→ **What the task asks**: Each record should be written out exactly as it stands.

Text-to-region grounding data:
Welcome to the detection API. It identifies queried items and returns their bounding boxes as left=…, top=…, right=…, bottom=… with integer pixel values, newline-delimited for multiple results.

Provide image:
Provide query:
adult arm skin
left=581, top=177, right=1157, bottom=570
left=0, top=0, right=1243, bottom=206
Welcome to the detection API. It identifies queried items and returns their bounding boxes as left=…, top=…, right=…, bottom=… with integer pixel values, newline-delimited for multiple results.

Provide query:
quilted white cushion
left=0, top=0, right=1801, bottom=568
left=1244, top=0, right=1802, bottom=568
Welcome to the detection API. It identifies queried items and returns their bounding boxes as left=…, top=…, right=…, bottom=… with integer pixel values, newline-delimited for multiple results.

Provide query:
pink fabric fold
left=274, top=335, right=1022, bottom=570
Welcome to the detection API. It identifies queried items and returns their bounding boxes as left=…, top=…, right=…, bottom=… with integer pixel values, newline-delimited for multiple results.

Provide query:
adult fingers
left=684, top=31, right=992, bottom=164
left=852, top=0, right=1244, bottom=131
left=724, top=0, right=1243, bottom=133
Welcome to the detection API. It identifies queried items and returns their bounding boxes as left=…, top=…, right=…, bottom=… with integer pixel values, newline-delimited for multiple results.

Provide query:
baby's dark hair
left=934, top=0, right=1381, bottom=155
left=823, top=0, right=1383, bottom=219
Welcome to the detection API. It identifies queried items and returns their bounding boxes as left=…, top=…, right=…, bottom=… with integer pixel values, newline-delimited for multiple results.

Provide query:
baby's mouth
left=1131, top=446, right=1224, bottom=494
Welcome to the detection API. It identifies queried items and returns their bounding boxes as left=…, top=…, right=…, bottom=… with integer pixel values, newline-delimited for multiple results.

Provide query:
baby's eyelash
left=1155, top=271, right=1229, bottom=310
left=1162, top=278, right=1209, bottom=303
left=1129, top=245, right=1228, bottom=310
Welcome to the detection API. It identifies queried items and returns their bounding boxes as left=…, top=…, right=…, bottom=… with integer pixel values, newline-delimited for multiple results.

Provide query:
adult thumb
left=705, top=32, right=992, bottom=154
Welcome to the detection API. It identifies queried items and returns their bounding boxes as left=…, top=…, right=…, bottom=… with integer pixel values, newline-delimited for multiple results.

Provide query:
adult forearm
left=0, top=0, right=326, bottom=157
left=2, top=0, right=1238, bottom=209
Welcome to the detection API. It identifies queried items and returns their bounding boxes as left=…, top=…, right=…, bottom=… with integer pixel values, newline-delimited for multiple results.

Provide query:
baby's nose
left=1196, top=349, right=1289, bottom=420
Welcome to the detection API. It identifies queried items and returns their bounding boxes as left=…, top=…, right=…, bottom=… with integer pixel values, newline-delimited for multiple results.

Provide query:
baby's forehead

→ **Task result**:
Welcome to the detection API. It identifies queried items and returns their bounding boxes as left=…, top=…, right=…, bottom=… with integer pixel values, newline-delimited for multiple results.

Provide image:
Provide query:
adult arm skin
left=581, top=177, right=1157, bottom=570
left=0, top=0, right=1243, bottom=206
Welcome to the detection API. It identifies queried items and returns their bounding boxes as left=…, top=…, right=…, bottom=… with integer pixel values, newline-delimited for multiple results.

Provide query:
quilted white cushion
left=0, top=0, right=1801, bottom=568
left=1244, top=0, right=1802, bottom=568
Welcome to the detection API. It identifies queried items and returns their bounding boxes as left=…, top=…, right=…, bottom=… with integer pixel values, newline-delimited for multiple results.

Provide query:
pink fabric fold
left=274, top=335, right=1022, bottom=570
Welcome to the detection API. It identifies queried items and returns their bounding boxes as left=…, top=…, right=…, bottom=… with integer pixel values, newline-delimited for multiple results.

Provide query:
adult fingers
left=684, top=31, right=992, bottom=164
left=852, top=0, right=1244, bottom=131
left=724, top=0, right=1243, bottom=133
Welcome to the detection API. It identifies queried items and returns their bounding boxes as left=…, top=…, right=…, bottom=… with integer pixel values, newline-delimited for multiple results.

Provide query:
baby's dark hair
left=934, top=0, right=1381, bottom=155
left=823, top=0, right=1383, bottom=219
Welcome to the detection API. It identifies queried items and returns their bounding boxes as left=…, top=…, right=…, bottom=… with integer pixel values, newline-delimited for multiple results.

Provide query:
baby's mouth
left=1131, top=446, right=1224, bottom=494
Welcome to the detection API. It identifies queried items and returns their bounding boxes as left=…, top=…, right=…, bottom=… with integer pixel values, newline-delimited for multiple results.

Provide query:
baby's eyelash
left=1155, top=271, right=1229, bottom=310
left=1162, top=278, right=1209, bottom=303
left=1129, top=245, right=1228, bottom=310
Welcome to the detection API. It identifies queried items and returns their bounding boxes as left=…, top=…, right=…, bottom=… with integer pixel values, newline-delimited for multiple results.

Provide query:
adult thumb
left=705, top=32, right=992, bottom=154
Welcome to the detection API. It identifies queried items and returns their bounding boxes as left=…, top=…, right=…, bottom=… with integer pixel values, newline-delimited for multiple results.

Provide query:
adult forearm
left=0, top=0, right=326, bottom=157
left=2, top=0, right=1238, bottom=209
Welcome to the detection API. It identifies queried items and returns their bounding boxes as left=…, top=…, right=…, bottom=… with integer pixel values, newline-delimited for multiple results.

Provide query:
baby's nose
left=1196, top=349, right=1289, bottom=420
Welcome to the detection API. It identifies queried items and returns their bounding boxes as left=…, top=…, right=…, bottom=… with integer pixel values, newline-delimited for multiple results.

Provide query:
baby's forehead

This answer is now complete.